Extract each line below that contains the string "stem". Copy every such line in full.

— Begin Data —

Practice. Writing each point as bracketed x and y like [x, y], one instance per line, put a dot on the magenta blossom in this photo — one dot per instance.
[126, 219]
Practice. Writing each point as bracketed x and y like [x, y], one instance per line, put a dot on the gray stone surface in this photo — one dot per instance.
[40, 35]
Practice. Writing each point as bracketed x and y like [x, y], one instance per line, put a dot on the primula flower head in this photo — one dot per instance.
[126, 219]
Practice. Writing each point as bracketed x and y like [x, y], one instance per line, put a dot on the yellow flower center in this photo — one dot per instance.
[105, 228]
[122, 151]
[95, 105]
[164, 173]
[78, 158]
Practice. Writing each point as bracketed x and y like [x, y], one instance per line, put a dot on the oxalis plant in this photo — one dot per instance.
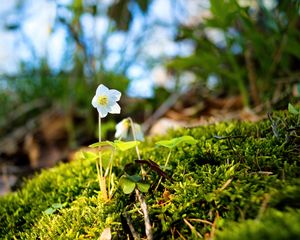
[106, 101]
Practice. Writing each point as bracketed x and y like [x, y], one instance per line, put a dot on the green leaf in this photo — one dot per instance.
[124, 146]
[293, 110]
[102, 144]
[127, 184]
[175, 141]
[143, 187]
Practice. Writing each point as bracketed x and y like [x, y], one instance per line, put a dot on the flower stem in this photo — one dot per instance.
[166, 163]
[134, 137]
[99, 148]
[136, 147]
[102, 178]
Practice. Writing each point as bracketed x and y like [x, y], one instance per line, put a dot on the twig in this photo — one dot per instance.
[252, 76]
[200, 220]
[263, 206]
[135, 235]
[193, 229]
[148, 226]
[273, 125]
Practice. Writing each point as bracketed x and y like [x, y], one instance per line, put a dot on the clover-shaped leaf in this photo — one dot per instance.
[175, 141]
[143, 187]
[127, 184]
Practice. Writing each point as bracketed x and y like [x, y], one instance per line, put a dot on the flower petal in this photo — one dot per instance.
[115, 109]
[102, 111]
[115, 94]
[102, 90]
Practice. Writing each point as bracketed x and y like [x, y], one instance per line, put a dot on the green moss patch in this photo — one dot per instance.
[239, 181]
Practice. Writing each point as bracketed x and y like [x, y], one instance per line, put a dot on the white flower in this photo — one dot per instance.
[105, 101]
[122, 129]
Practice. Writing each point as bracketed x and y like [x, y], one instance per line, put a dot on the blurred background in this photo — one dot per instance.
[177, 63]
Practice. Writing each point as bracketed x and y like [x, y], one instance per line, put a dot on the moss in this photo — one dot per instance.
[274, 225]
[236, 172]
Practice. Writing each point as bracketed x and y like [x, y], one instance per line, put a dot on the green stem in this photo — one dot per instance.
[166, 163]
[99, 148]
[134, 137]
[136, 147]
[108, 172]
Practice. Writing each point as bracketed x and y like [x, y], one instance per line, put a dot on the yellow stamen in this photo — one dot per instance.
[102, 100]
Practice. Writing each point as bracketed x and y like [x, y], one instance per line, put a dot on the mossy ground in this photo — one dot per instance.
[240, 181]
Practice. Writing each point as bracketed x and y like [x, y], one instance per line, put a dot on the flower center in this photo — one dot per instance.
[102, 100]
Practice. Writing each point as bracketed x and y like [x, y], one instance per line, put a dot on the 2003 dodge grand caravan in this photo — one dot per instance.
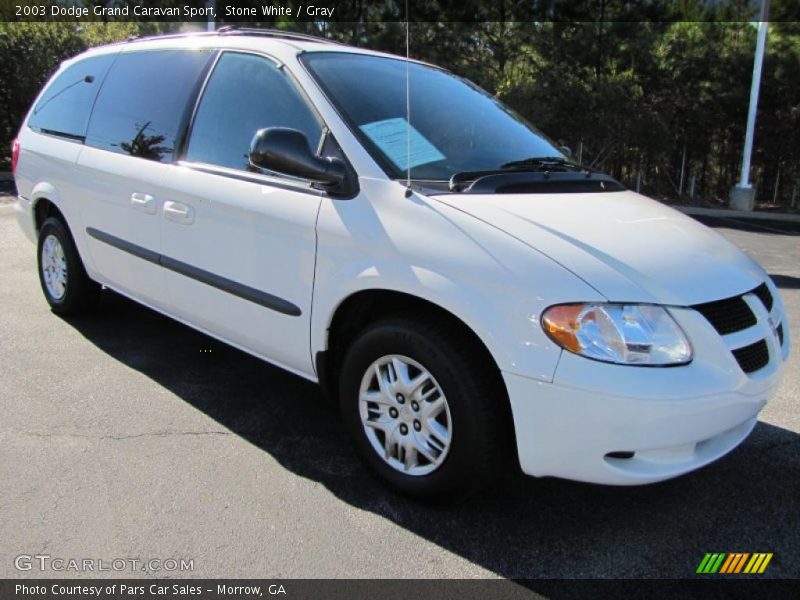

— End Data —

■ Solution to this exercise:
Practice. Writing each point as bracketed x and y like [x, y], one instance per line, put a dot on the flower stem in this photo — one dot per instance.
Practice. Writing each point as bracketed x and y like [x, y], one instance per line, put a dot on the green stem in this photo — one dot per instance.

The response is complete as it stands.